Required work:
A – Reproduce word for word the stretch of the court opinion from "Defendants/third-party plaintiffs appeal" through "MARTIN SCHOENFELD, Justices.".
B – For each statement, answer yes or no according to the court opinion, and quote the words of the opinion that decide it: (i) The order under appeal came from a court in Bronx County. (ii) The jury apportioned 30% against the third-party defendant. (iii) The appeal was decided in 2004.

Passage shown:
---+---

Opinion
570069/04.
Decided June 30, 2005.
Defendants/third-party plaintiffs appeal from an order of the Civil Court of the City of New York, Bronx County, entered July 19, 2002, (Wilma Guzman, J.) which granted third-party defendant's motion to set aside the jury's 25% apportionment as against it.
PRESENT: HON. WILLIAM P. McCOOE, J.P., HON. WILLIAM J. DAVIS, HON. MARTIN SCHOENFELD, Justices.
Order entered on or about July 19, 2002, (Wilma Guzman, J.) reversed, with $10 costs, motion denied and the verdict reinstated.

---+---

Material shown:

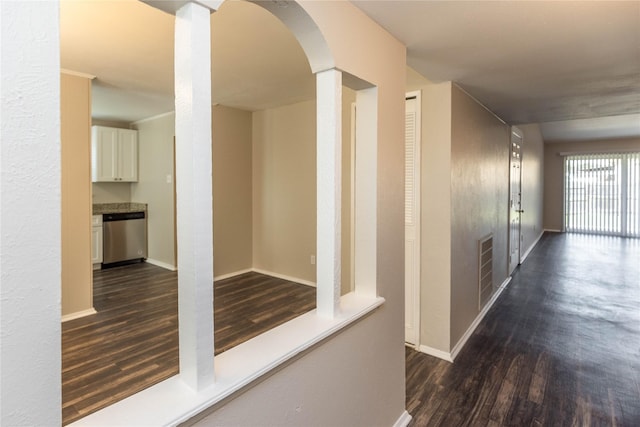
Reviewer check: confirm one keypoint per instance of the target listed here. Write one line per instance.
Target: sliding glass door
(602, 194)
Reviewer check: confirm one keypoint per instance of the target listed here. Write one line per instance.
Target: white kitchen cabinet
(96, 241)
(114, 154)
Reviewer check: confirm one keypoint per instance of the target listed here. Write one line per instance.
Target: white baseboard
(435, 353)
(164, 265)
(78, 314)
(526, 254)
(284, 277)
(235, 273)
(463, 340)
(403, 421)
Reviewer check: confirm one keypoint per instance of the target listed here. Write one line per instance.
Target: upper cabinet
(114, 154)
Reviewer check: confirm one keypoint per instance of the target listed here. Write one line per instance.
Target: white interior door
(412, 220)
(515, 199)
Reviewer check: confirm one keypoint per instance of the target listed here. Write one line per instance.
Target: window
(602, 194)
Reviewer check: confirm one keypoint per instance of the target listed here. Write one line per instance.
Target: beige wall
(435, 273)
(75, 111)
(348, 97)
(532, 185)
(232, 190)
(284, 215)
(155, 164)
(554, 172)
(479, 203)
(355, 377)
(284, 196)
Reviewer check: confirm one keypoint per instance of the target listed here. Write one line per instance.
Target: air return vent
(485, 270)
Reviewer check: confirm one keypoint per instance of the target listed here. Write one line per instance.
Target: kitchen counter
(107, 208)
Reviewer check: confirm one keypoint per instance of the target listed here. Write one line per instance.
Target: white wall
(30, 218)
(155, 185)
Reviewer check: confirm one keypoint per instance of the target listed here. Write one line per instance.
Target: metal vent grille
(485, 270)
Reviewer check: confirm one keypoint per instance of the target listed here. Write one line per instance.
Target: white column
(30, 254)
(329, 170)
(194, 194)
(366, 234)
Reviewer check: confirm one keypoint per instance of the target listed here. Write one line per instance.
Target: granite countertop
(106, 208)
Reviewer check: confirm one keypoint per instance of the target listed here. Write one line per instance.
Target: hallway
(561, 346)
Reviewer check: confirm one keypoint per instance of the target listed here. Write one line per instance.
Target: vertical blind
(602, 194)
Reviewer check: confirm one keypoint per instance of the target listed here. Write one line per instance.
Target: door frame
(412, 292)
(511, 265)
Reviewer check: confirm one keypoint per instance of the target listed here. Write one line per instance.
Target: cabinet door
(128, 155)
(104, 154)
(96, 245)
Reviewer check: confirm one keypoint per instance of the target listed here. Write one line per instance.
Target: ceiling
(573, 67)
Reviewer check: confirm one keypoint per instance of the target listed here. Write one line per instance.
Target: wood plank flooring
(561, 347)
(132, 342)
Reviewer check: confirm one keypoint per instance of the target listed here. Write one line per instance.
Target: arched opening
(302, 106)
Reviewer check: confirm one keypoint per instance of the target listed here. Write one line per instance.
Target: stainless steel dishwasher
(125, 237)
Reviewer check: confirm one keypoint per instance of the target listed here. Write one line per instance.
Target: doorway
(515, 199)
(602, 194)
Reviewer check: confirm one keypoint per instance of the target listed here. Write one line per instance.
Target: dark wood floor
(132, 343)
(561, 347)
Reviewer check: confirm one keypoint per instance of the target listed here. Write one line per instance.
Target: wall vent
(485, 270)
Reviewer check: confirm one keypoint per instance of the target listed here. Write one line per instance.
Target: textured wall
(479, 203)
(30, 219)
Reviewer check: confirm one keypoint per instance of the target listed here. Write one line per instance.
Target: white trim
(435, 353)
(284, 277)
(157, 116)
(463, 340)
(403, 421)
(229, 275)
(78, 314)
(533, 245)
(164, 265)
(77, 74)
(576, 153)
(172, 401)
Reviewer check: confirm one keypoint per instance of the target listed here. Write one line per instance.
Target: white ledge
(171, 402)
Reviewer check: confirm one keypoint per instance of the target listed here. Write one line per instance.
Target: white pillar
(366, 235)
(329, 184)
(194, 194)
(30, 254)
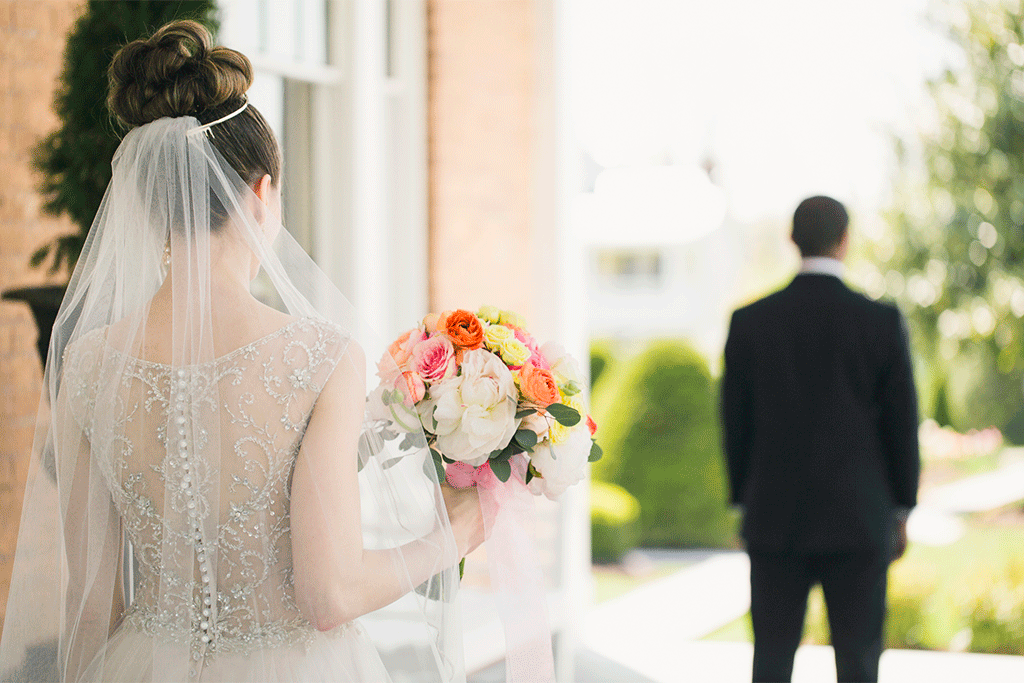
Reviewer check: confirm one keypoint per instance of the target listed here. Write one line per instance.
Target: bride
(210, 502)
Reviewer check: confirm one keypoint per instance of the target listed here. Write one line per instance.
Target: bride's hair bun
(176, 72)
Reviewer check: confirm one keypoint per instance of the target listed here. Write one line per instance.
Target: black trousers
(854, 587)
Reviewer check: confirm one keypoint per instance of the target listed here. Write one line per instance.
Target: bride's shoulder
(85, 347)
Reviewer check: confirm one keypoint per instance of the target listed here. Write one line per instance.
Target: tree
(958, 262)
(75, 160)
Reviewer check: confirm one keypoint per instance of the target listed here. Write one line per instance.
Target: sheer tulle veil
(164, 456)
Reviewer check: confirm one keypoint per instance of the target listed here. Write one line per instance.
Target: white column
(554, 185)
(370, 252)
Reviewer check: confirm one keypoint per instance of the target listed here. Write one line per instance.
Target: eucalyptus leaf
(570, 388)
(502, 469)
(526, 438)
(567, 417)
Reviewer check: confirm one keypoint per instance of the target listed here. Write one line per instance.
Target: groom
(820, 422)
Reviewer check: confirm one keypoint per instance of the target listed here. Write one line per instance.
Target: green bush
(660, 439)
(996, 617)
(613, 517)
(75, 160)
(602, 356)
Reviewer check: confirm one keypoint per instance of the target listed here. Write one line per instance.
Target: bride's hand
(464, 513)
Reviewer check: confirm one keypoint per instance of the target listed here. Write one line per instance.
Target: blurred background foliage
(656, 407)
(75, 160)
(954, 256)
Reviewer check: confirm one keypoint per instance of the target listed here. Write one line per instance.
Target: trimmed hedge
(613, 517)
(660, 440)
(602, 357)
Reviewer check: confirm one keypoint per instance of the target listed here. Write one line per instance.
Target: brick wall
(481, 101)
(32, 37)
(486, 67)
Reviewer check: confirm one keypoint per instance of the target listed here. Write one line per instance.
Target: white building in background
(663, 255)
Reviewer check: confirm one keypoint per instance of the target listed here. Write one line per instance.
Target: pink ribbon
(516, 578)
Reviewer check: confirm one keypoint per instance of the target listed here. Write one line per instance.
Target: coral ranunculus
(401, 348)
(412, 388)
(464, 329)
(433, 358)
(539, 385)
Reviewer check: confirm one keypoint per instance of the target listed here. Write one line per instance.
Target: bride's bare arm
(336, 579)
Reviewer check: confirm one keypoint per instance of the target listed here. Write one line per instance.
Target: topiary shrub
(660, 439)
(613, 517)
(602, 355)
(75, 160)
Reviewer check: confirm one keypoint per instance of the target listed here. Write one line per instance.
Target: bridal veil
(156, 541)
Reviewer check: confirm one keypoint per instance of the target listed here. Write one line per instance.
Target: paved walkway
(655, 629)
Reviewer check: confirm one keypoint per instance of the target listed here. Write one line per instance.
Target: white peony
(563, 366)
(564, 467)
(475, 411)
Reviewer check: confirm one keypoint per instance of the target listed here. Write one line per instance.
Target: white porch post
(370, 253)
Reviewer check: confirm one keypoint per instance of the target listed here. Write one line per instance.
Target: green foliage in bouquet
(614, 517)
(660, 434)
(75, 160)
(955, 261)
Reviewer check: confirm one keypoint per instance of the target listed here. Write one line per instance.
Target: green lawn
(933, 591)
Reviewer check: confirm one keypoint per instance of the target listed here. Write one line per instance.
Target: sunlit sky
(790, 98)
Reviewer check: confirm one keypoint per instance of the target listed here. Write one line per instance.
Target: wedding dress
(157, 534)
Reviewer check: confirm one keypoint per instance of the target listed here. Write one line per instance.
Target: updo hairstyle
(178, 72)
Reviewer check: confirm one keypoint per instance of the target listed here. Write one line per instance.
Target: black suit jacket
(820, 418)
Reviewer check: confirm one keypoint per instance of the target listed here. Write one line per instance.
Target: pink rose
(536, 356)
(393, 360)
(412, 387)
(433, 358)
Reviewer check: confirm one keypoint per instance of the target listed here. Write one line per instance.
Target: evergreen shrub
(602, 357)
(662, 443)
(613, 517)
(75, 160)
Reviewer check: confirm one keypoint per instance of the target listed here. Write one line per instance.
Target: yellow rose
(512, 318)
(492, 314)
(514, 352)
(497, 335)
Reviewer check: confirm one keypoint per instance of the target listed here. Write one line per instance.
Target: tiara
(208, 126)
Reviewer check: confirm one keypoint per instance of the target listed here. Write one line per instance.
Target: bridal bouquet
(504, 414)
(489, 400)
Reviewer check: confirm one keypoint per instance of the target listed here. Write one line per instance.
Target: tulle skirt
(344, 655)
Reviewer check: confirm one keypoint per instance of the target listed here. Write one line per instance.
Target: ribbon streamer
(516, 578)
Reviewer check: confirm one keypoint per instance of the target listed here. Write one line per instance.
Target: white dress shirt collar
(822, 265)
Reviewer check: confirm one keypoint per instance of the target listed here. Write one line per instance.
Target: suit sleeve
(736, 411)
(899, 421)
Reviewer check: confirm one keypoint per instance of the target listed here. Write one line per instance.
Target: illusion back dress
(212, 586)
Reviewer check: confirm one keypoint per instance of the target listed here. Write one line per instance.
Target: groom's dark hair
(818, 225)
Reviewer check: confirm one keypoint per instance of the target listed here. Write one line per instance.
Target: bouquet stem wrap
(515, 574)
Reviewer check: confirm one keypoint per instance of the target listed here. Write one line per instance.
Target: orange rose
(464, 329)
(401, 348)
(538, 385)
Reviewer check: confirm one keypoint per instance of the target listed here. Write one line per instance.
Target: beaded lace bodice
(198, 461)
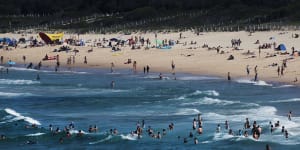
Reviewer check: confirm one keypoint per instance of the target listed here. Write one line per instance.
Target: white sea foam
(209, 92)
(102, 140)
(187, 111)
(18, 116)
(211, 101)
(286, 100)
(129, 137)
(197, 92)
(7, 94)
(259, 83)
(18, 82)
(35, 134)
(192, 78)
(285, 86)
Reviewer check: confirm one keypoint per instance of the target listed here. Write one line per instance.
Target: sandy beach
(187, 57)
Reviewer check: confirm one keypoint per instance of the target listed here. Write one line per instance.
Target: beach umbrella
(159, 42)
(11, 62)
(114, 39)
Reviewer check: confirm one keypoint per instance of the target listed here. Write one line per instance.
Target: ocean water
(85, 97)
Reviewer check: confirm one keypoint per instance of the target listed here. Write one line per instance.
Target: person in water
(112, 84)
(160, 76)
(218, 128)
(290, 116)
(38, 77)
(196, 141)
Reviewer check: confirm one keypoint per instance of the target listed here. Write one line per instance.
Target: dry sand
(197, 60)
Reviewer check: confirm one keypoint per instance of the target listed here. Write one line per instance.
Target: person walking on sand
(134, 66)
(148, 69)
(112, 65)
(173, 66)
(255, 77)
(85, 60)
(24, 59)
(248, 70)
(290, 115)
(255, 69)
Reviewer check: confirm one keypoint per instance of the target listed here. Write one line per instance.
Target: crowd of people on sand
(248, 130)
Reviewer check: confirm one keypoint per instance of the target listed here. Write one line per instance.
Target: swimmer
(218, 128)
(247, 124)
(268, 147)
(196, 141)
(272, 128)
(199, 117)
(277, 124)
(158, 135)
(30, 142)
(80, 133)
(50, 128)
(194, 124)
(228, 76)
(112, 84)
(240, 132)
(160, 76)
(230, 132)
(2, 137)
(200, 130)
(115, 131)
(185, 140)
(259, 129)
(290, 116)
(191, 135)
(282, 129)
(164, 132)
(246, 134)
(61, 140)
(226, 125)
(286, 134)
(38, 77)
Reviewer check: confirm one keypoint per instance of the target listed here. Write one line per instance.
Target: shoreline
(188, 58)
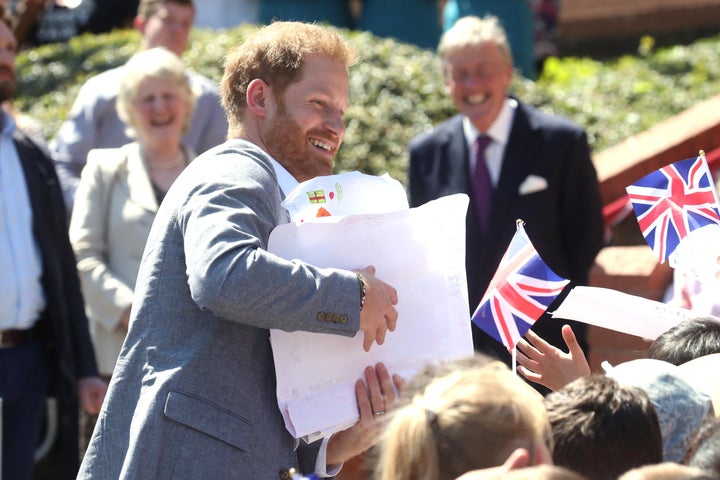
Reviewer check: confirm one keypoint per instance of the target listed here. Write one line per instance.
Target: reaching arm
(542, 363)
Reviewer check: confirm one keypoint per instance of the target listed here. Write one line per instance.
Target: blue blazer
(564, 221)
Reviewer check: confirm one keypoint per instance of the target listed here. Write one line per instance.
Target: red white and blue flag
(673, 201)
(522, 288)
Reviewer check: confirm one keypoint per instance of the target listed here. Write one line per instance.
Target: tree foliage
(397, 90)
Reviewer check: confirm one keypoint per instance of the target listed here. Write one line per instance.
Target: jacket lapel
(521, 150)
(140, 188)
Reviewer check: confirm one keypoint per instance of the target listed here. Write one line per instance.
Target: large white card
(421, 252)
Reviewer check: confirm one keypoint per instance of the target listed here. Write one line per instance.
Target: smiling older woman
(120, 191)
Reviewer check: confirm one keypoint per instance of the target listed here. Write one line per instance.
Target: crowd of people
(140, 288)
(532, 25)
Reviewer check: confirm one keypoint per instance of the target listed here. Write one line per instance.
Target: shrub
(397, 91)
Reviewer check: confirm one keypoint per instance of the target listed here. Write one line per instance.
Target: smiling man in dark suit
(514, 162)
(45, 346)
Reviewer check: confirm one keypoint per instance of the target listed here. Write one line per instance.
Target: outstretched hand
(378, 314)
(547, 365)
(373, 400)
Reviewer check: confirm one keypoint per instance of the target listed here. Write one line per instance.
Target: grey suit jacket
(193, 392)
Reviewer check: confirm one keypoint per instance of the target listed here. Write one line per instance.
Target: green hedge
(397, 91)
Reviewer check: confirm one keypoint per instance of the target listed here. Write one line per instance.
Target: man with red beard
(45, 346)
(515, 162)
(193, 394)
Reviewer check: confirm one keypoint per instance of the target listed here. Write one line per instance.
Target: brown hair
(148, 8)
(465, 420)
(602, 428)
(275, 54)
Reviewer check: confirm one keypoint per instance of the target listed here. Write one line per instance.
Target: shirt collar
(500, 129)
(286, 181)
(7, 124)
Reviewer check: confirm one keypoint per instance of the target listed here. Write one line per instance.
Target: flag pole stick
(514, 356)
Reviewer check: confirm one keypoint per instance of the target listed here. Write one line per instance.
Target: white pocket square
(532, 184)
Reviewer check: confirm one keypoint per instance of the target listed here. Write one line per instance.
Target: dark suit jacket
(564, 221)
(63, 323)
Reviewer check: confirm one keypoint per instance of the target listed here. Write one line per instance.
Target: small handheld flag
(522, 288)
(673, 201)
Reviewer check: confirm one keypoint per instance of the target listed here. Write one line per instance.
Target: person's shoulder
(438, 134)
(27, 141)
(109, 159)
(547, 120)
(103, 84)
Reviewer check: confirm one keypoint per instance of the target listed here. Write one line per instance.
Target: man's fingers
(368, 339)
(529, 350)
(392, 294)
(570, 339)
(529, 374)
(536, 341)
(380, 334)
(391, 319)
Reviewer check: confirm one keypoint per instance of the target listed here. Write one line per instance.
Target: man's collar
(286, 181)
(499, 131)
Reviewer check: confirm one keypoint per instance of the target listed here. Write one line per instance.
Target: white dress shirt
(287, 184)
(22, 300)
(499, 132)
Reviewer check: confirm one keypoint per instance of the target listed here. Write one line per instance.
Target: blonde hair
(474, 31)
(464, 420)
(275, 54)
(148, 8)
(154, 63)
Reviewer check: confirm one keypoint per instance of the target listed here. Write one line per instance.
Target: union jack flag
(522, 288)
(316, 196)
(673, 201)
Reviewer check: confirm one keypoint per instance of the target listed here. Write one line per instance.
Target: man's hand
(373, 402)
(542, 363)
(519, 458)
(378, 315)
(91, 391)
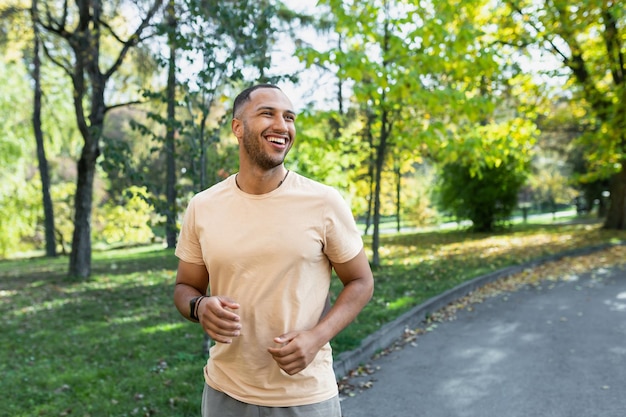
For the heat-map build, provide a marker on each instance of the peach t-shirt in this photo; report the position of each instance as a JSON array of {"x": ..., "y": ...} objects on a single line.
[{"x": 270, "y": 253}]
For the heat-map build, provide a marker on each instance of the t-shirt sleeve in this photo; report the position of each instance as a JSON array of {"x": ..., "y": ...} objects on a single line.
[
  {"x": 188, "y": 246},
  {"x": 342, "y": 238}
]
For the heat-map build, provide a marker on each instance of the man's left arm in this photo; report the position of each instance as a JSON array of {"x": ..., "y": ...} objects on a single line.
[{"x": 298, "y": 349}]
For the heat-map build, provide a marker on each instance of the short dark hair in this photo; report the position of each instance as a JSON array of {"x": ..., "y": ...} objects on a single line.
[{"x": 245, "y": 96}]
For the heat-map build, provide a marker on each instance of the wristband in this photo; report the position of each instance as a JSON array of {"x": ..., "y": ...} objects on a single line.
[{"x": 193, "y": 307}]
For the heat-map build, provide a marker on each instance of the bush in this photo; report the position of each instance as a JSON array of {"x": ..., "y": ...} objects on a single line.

---+---

Expected outputs:
A –
Defendants/third-party plaintiffs appeal from an order of the Civil Court of the City of New York, Bronx County, entered July 19, 2002, (Wilma Guzman, J.) which granted third-party defendant's motion to set aside the jury's 25% apportionment as against it.
PRESENT: HON. WILLIAM P. McCOOE, J.P., HON. WILLIAM J. DAVIS, HON. MARTIN SCHOENFELD, Justices.

B –
(i) Yes: "Civil Court of the City of New York, Bronx County, entered July 19, 2002"
(ii) No: "the jury's 25% apportionment as against it"
(iii) No: "Decided June 30, 2005."